Start of Record excerpts

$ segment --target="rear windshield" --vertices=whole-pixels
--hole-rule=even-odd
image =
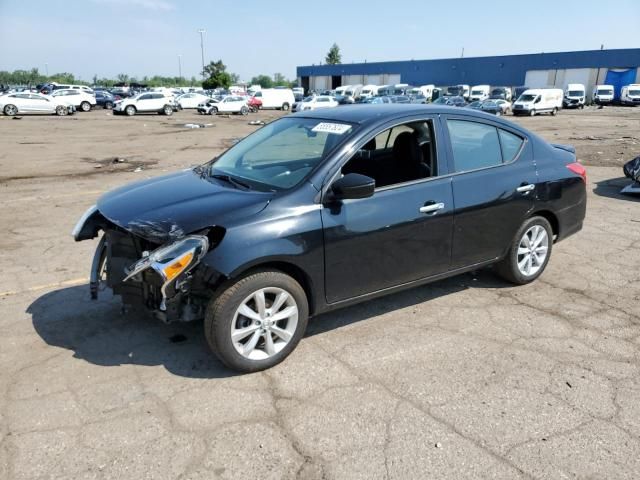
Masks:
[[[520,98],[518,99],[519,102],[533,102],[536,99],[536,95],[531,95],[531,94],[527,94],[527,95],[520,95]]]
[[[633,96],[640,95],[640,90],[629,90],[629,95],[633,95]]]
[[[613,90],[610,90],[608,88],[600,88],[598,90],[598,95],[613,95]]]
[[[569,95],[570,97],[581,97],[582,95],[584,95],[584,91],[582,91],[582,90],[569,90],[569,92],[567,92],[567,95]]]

End of Record excerpts

= Directions =
Copy every entry above exactly as it stands, but leave the pictures out.

= Task output =
$ segment --target="rear windshield" --vertices=whole-pixels
--hole-rule=even-odd
image =
Masks:
[[[520,98],[518,99],[519,102],[533,102],[536,99],[536,95],[531,95],[531,94],[527,94],[527,95],[520,95]]]
[[[633,96],[640,95],[640,90],[629,90],[629,95],[633,95]]]
[[[613,90],[610,90],[608,88],[600,88],[598,90],[598,95],[613,95]]]
[[[569,95],[570,97],[581,97],[582,95],[584,95],[584,91],[582,91],[582,90],[569,90],[569,92],[567,92],[567,95]]]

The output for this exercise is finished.